*Exercise*
Exactly as given, transcribe each entry that follows.

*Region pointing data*
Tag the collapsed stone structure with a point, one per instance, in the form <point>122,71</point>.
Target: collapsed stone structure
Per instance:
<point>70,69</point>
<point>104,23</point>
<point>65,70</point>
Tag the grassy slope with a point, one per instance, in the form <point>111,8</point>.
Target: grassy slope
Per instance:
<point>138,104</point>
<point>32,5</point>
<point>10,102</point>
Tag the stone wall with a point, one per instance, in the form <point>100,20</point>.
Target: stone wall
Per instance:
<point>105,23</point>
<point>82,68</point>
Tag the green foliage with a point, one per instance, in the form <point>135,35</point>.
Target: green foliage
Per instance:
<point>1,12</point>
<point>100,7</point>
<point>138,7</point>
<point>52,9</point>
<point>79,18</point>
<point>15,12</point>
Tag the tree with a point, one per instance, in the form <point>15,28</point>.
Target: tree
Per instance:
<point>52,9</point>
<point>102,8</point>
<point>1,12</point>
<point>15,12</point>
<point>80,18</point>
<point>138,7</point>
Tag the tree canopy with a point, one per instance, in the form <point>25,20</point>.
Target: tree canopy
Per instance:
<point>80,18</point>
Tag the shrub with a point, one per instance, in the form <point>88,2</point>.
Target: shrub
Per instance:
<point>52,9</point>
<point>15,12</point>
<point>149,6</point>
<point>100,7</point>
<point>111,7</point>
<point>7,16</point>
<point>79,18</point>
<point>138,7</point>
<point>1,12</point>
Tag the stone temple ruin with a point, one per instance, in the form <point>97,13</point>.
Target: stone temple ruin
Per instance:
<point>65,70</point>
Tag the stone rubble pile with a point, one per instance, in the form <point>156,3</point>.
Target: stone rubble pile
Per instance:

*Exercise output*
Tag the collapsed stone structure with a point, one per instance, in the form <point>122,71</point>.
Target: collapsed stone structure
Per instance:
<point>70,69</point>
<point>104,23</point>
<point>65,70</point>
Tag the grassy slope with a point, one per instance, in the form <point>111,8</point>.
Target: grassy slope
Per instance:
<point>138,104</point>
<point>32,5</point>
<point>10,102</point>
Tag the stone wall with a point, one per instance, in the form <point>100,20</point>.
Target: stone wall
Per instance:
<point>105,23</point>
<point>82,68</point>
Tag the green foliage with a point, one per instance, in the form <point>135,35</point>.
Target: green foliage
Per instance:
<point>1,12</point>
<point>100,7</point>
<point>138,7</point>
<point>52,9</point>
<point>79,18</point>
<point>15,12</point>
Tag the tree with a point, one per instance, in the form <point>15,28</point>.
Target: tree
Per instance:
<point>52,9</point>
<point>102,8</point>
<point>1,12</point>
<point>15,12</point>
<point>80,18</point>
<point>138,7</point>
Tag the tree canopy with a point, one per instance, in the form <point>25,20</point>.
Target: tree canopy
Per instance:
<point>80,18</point>
Tag the shrub with a point, one per instance, in the form <point>88,2</point>.
Target: shrub
Per instance:
<point>52,9</point>
<point>15,12</point>
<point>149,6</point>
<point>100,7</point>
<point>111,7</point>
<point>7,16</point>
<point>79,18</point>
<point>138,7</point>
<point>1,12</point>
Tag the stone temple ruin with a point, one per instance, in the form <point>97,13</point>.
Target: stone temple ruin
Per instance:
<point>65,70</point>
Tag the stone rubble pile with a point, one per instance, in the form <point>156,3</point>.
Target: stone rubble pile
Per instance:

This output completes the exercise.